Instruction A :: From the rows below, output only the part that opens with the line containing "of the parked" and closes with the line containing "x=152 y=148", both lines included. Give it as a JSON list of strings, one string per line, with blank lines left out.

The Dover Quartet: Violinist Joel Link, Cellist Camden Shaw, Violist Milena Pajaro-van de Stadt, and Violinist Bryan Lee. Photo courtesy of The Dover Quartet.

In the crush, these foursomes (two violins, a viola, and a cello) can fall prey to a host of challenges: doing too little or too much with the music, over-coordinating their sound or letting their solo musical personalities create a jumble, failing to project charisma on stage or “overacting” to the point where the actual playing suffers. And because much of the string quartet literature is unusually intellectual even compared to other classical genres, a big dose of preciousness or heaviness can easily creep in.

Last week here in Washington, the venerable Fortas Chamber Music Series, named for 1960s-era Supreme Court Justice Abe Fortas, presented a young ensemble that has essentially solved for all of these challenges. The Dover Quartet has recently been cutting a wide swath through the concert scene with a winning mix of old and new music. Their Washington program, consisting of Mozart plus Czech composer Bedrich Smetana and current American composer Caroline Shaw, presented string quartet music in an ingratiating light that will no doubt be featured in many return visits and follow-ups to their recently released debut album.

Perhaps the best news of all was that the Kennedy Center’s Family Theater was sold out well in advance for the Dover Quartet’s Monday night gig. There’s little doubt that the region’s concert presenters will find larger facilities for this ensemble in the future, whether at the Kennedy Center or elsewhere.

It’s a compliment to all four members of the Dover Quartet to state that they structure their playing to make sure to showcase their lower half, consisting of Camden Shaw on the cello and Milena Pajaro-van de Stadt on the viola. Both Milena and Camden – I’ve spoken to all four musicians and first names work best for this youthful group – clearly could be embarking on either solo careers or secure jobs in big-city symphony orchestras if they wished.

Instruction B :: Rewrite the part of the passage on the Dover Quartet above that opens with the words "Last week here" and closes with "released debut album.", changing "venerable" to "respected".

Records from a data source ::
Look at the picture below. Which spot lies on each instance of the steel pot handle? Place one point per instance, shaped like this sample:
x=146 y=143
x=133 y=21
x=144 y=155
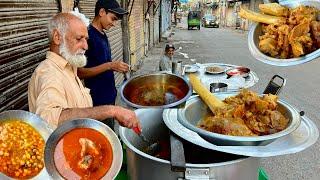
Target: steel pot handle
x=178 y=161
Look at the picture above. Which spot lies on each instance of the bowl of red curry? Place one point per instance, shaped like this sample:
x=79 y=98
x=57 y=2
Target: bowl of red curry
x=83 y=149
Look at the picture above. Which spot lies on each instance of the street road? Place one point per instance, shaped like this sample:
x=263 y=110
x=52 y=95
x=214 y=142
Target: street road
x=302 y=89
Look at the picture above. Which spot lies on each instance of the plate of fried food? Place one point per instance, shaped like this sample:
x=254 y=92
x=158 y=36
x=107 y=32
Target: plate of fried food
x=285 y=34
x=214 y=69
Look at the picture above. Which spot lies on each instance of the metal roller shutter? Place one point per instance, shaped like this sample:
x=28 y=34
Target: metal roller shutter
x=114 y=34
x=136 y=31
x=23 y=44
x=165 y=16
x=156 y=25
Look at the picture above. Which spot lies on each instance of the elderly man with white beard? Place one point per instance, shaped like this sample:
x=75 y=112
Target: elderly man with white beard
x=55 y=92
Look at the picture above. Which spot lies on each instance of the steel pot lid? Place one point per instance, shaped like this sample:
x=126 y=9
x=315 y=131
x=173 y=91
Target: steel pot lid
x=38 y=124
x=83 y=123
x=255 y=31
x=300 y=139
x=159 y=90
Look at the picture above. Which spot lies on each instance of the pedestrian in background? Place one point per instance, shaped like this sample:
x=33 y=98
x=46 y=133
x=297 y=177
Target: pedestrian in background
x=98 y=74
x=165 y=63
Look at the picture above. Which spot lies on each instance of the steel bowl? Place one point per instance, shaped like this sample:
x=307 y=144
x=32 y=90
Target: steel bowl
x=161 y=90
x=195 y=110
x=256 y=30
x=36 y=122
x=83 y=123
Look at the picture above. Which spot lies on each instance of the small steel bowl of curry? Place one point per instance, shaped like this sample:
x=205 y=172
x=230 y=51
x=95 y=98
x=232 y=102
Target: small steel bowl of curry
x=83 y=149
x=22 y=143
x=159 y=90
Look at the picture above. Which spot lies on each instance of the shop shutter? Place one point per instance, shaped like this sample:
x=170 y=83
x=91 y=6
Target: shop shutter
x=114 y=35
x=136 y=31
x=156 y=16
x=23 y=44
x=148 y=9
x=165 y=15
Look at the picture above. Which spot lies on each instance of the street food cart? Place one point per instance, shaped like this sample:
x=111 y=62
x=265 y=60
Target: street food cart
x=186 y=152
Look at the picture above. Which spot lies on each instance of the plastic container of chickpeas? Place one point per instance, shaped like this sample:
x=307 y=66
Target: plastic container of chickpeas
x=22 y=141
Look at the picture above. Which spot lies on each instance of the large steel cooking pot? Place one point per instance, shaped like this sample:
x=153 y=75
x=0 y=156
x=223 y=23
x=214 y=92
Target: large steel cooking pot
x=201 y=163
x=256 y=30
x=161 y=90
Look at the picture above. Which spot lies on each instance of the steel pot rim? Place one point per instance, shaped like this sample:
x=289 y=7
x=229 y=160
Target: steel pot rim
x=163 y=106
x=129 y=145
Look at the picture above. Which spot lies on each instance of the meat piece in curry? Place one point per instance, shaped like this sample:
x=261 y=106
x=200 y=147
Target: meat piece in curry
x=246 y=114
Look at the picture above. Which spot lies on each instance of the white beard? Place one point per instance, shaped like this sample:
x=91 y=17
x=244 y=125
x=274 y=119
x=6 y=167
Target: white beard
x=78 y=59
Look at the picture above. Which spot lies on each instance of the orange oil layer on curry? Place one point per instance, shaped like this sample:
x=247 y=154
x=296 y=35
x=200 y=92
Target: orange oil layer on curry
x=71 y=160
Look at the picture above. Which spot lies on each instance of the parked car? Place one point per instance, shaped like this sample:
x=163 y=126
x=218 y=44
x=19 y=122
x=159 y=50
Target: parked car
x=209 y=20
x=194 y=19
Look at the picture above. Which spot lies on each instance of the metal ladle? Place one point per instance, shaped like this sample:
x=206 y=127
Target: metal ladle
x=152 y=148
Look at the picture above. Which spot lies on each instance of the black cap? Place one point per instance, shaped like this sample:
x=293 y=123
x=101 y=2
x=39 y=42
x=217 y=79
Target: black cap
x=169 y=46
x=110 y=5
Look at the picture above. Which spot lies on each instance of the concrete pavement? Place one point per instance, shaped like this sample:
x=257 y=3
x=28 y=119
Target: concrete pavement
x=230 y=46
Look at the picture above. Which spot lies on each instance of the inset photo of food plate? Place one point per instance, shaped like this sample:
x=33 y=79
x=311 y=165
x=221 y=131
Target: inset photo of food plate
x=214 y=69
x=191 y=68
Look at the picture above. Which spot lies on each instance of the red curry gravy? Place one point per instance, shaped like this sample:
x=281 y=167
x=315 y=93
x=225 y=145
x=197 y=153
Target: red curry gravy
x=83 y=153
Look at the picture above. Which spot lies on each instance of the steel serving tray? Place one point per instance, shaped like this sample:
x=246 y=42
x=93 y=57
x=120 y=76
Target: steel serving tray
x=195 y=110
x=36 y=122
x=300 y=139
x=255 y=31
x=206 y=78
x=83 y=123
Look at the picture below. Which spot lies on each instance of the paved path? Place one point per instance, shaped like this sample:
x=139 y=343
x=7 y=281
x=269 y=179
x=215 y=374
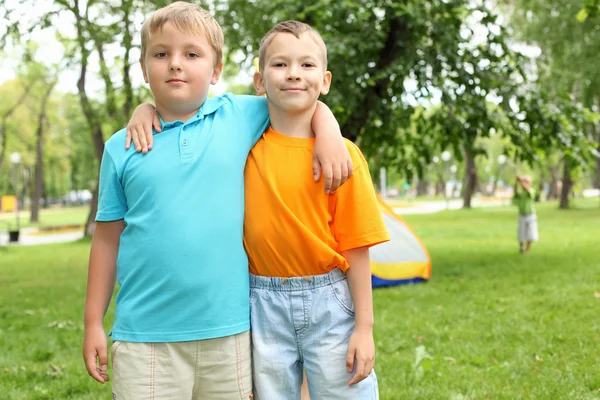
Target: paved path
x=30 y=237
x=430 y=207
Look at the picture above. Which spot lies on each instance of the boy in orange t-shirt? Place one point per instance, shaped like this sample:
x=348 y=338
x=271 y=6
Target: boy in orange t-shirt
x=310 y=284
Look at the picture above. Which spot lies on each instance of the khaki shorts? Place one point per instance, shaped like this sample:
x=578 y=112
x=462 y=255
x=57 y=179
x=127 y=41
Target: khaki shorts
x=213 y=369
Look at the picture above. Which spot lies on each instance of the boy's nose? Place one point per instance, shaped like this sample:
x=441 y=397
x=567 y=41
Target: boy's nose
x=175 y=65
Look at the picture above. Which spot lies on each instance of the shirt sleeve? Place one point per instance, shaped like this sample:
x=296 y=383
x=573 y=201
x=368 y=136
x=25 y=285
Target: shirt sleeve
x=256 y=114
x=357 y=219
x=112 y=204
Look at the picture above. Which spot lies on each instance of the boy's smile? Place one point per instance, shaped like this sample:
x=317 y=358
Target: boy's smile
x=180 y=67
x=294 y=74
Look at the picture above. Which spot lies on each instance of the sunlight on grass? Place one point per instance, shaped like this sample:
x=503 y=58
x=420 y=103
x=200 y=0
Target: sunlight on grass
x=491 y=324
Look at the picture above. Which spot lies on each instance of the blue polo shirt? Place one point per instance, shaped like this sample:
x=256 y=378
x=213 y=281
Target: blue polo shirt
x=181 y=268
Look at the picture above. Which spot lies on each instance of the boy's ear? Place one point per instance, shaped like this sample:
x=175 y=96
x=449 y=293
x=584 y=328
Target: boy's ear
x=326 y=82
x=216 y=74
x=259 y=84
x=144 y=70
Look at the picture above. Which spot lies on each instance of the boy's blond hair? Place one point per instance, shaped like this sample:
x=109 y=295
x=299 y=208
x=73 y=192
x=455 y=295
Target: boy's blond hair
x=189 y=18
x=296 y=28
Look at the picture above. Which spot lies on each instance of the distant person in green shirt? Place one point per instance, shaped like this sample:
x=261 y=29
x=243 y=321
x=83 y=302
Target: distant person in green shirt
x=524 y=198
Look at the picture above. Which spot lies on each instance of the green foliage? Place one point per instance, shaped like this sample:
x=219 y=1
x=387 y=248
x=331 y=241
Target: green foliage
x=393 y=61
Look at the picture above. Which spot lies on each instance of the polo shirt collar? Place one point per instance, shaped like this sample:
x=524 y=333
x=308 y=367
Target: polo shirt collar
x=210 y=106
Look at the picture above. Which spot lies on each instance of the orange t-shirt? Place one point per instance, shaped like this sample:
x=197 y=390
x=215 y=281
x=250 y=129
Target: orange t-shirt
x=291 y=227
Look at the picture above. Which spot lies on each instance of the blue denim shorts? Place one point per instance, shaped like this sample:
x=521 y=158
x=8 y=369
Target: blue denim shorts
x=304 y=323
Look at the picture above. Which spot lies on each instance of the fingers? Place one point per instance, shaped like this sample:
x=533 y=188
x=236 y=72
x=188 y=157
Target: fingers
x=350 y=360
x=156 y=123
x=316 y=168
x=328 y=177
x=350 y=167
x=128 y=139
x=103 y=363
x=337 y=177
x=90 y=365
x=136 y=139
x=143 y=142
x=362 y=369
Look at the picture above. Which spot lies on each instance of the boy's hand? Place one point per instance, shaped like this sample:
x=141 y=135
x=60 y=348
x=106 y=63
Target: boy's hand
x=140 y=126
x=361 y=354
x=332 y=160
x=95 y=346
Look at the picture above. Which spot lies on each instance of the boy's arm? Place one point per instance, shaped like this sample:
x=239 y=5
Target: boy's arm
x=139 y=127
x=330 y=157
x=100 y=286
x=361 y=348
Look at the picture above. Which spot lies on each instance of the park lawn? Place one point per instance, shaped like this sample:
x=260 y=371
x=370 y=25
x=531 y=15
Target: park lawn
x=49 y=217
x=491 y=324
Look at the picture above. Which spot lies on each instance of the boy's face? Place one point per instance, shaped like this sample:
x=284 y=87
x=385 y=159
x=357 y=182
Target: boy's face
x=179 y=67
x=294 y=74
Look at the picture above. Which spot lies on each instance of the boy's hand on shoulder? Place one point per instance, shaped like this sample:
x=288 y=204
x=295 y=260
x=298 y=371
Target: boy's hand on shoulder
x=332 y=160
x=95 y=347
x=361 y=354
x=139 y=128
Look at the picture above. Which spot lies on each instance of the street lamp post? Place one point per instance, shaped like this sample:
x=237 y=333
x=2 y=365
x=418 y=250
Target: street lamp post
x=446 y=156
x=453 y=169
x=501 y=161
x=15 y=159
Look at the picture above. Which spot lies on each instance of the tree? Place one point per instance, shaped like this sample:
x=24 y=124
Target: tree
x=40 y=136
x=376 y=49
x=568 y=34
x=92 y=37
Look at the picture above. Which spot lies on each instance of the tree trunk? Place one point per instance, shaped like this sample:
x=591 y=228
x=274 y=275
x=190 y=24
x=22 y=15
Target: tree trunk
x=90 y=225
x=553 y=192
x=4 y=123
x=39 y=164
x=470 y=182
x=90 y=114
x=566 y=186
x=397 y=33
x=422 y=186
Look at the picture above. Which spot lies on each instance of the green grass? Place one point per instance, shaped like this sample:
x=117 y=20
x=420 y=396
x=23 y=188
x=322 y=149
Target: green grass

Task solution A ::
[
  "Look at the picture above. Which spot lies on each instance of the parked car? Place one point per instance, shaped like this sample:",
  "x=163 y=126",
  "x=218 y=44",
  "x=19 y=122",
  "x=159 y=50",
  "Target: parked car",
  "x=209 y=20",
  "x=194 y=19",
  "Look at the picture above. Which spot lies on each instance of the metal ladle? Place one point per instance, shaped like this sample:",
  "x=206 y=127",
  "Target: metal ladle",
  "x=152 y=148"
]

Task solution B ::
Last week here in Washington, the respected Fortas Chamber Music Series, named for 1960s-era Supreme Court Justice Abe Fortas, presented a young ensemble that has essentially solved for all of these challenges. The Dover Quartet has recently been cutting a wide swath through the concert scene with a winning mix of old and new music. Their Washington program, consisting of Mozart plus Czech composer Bedrich Smetana and current American composer Caroline Shaw, presented string quartet music in an ingratiating light that will no doubt be featured in many return visits and follow-ups to their recently released debut album.